■ Quoted passage ■
# Boolean retrieval
A toy implementation of a boolean retrieval system.

In [1]:
import numpy as np
import nbimporter
import utilities as utils
from collections import defaultdict

Importing Jupyter notebook from utilities.ipynb


In [2]:
class Boolean(object):
    
    AND = 1
    OR = 0
    
    def __init__(self, corpus):
        self.dictionary = defaultdict(lambda: set())
        self._indexing(corpus)
        
    def _tokenize(self, texts):
        for tid, text in texts:
            yield (tid, text.split())
    
    def _indexing(self, texts):
        for tid, tokens in self._tokenize(texts):
            for token in tokens:
                self.dictionary[token].add(tid)
    
    def query(self, query, mode=1):
        q = [t for t in query.split() if 
             t in self.dictionary.keys()]
        results = self.dictionary[q[0]]
        for t in q[1:]:
            if mode == Boolean.AND:
                results = results.intersection(
                    self.dictionary[t]
                )

■ Data lines ■
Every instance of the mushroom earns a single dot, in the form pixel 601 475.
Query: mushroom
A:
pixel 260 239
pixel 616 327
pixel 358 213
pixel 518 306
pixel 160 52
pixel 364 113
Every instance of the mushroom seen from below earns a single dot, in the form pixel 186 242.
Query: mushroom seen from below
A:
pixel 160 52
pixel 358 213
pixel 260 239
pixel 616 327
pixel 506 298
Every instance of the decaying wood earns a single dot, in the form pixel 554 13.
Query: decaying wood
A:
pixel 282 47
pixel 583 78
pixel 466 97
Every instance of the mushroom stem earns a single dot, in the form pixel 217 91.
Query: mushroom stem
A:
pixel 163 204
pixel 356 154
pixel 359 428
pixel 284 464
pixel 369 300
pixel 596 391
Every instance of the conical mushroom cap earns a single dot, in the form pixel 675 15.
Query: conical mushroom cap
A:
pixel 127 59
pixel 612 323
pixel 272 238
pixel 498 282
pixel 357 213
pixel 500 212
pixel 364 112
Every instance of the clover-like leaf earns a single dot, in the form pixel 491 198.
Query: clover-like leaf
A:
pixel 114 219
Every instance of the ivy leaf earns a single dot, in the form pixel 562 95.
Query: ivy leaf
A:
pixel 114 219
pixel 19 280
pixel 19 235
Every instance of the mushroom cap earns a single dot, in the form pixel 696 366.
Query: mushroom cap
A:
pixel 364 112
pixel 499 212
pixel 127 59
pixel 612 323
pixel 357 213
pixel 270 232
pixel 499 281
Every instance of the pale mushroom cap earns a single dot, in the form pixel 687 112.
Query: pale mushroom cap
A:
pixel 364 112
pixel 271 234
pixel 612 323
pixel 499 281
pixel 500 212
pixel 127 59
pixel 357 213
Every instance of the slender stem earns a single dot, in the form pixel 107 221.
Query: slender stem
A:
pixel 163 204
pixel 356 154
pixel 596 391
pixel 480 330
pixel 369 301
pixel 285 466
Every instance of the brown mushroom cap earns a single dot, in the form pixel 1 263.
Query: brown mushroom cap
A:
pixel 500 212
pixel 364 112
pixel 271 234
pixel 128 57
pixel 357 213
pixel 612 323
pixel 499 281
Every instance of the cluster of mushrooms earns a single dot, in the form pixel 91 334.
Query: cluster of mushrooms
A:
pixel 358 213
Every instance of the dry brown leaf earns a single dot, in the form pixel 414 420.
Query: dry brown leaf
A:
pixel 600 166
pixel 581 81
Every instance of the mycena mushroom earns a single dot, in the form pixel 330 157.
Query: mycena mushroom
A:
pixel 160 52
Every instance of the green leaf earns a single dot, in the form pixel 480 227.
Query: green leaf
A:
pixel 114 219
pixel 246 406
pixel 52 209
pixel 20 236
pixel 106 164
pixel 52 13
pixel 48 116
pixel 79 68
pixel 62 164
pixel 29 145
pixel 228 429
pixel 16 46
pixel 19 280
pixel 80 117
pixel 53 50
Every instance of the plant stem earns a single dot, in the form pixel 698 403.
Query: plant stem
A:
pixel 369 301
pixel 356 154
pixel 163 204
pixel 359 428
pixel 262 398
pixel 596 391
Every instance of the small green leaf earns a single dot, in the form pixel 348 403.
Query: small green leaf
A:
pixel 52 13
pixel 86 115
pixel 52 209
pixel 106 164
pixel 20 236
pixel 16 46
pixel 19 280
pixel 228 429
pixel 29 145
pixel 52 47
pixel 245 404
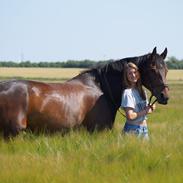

■ Tasks to perform ■
[1] In the boolean retrieval notebook, how does each token end up in the dictionary with a set of text ids? Explain in one to three sentences.
[2] Reproduce the part of the boolean retrieval notebook from "Importing Jupyter notebook" to "self.dictionary = defaultdict(lambda: set())".

■ Full answers ■
[1] The constructor calls _indexing on the corpus. _indexing uses _tokenize to split each text on whitespace and adds that text's id to the set stored under every token. Because the dictionary is a defaultdict that makes an empty set for any new key, the first time a token appears it gets an empty set, and the id is then added to it.

[2]
Importing Jupyter notebook from utilities.ipynb


In [2]:
class Boolean(object):
    
    AND = 1
    OR = 0
    
    def __init__(self, corpus):
        self.dictionary = defaultdict(lambda: set())